> Task input
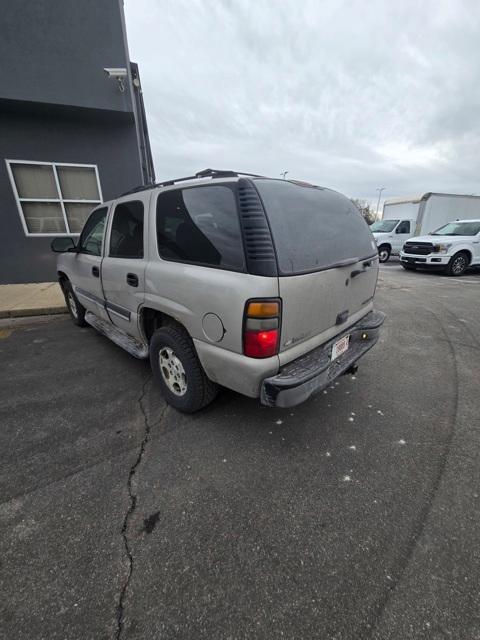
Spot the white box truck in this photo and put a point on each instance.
(419, 216)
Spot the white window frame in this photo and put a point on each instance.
(60, 200)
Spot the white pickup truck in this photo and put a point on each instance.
(419, 216)
(452, 248)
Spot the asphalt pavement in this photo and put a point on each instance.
(353, 516)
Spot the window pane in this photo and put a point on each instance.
(92, 234)
(43, 217)
(126, 239)
(78, 183)
(77, 215)
(200, 225)
(34, 181)
(312, 227)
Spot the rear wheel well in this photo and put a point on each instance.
(152, 319)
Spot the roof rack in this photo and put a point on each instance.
(205, 173)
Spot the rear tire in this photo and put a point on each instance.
(75, 309)
(384, 252)
(178, 372)
(458, 264)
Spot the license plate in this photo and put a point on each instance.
(340, 347)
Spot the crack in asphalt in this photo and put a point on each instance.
(133, 505)
(369, 628)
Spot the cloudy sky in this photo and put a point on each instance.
(346, 94)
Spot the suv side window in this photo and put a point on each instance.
(126, 237)
(200, 225)
(91, 238)
(403, 227)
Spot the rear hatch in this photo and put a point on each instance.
(327, 262)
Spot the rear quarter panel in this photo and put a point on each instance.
(312, 302)
(189, 292)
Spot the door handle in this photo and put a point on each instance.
(132, 279)
(358, 272)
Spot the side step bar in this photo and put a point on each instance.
(119, 337)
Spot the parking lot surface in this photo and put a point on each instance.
(355, 515)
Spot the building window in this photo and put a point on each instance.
(54, 198)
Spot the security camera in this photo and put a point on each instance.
(115, 73)
(118, 74)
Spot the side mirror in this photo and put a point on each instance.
(62, 245)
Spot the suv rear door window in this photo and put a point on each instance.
(313, 228)
(126, 237)
(200, 225)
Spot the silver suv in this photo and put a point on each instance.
(263, 286)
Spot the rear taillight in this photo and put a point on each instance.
(261, 333)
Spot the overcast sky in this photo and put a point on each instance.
(349, 95)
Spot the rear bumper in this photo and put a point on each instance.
(314, 371)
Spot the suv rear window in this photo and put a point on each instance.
(313, 228)
(200, 225)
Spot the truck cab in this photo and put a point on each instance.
(390, 235)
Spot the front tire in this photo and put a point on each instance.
(178, 372)
(458, 264)
(384, 252)
(75, 309)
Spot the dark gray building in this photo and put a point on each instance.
(70, 135)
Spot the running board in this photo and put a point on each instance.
(116, 335)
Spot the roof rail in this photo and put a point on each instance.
(205, 173)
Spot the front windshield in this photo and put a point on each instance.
(458, 229)
(384, 226)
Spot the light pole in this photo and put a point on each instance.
(379, 189)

> Aim of the exercise
Print every line of the records above word for word, leaving out the picture.

> Solution for this problem
Spot the white box truck in this photo and put a point on each instance.
(419, 216)
Spot the white window frame in this photo and put a point on each instance.
(60, 200)
Spot the white pickup truck in this photo and put a point on each instance.
(419, 216)
(452, 248)
Spot the asphalt pavement in this photo and put a point on each instance.
(353, 516)
Spot the window pane in this photo and put a point on each instance.
(92, 234)
(43, 217)
(126, 239)
(78, 183)
(77, 215)
(200, 225)
(34, 181)
(312, 227)
Spot the rear wheel well in this photo and put a point on each instance.
(152, 319)
Spot the roof rack in this photo and put a point on each instance.
(205, 173)
Spot the rear tire in this photo and put a point on each instance.
(75, 309)
(384, 252)
(178, 372)
(458, 264)
Spot the license plate in this photo and put a point on each instance.
(340, 347)
Spot the crack in asphalt in this photo and put a point on each instance.
(133, 505)
(369, 628)
Spot the cloudy sky in this photo and put a point on each instance.
(346, 94)
Spot the suv side window in this photo and put a point on each instance.
(126, 237)
(200, 225)
(91, 238)
(403, 227)
Spot the rear hatch in this photo and put a point on each instance.
(327, 262)
Spot the rear quarter panel in this photo and put a point on each instance.
(312, 302)
(189, 292)
Spot the door handle in this photo and put a point on each instance.
(132, 279)
(358, 272)
Spot the side step bar in this photo and put a point on each instance.
(119, 337)
Spot the parking lot surface in this photo and put a point on each instance.
(355, 515)
Spot the building window in this photo and put a point on each instance.
(54, 198)
Spot the security camera in this photo and put a point on each instance.
(115, 73)
(118, 74)
Spot the side mirror in this photo and put a point on each instance.
(62, 245)
Spot the suv rear door window in this photo and put a point on each instance.
(313, 228)
(126, 237)
(200, 225)
Spot the silver suv in this photo and put a point on each instance.
(263, 286)
Spot the rear taillight in this photo and put a point on each instance.
(261, 333)
Spot the overcast sky in this photo and put a point on each instance.
(349, 95)
Spot the rear bumper in this photo and put a point on each instance.
(314, 371)
Spot the suv rear window in this photo and put a point on each instance.
(313, 228)
(200, 225)
Spot the truck cab in this photo and put a point on each instance.
(390, 235)
Spot the front tire in this photo and put a point on each instance.
(178, 372)
(458, 264)
(384, 252)
(75, 309)
Spot the dark gray building in this photo and put a point on each instance.
(70, 135)
Spot the running board in this photo and put a point on each instance.
(116, 335)
Spot the roof rail in this photo and put a point on each instance.
(205, 173)
Spot the front windshield in this photo and put a point on each instance.
(458, 229)
(384, 226)
Spot the light pole in this photo and put a point on each instance.
(379, 189)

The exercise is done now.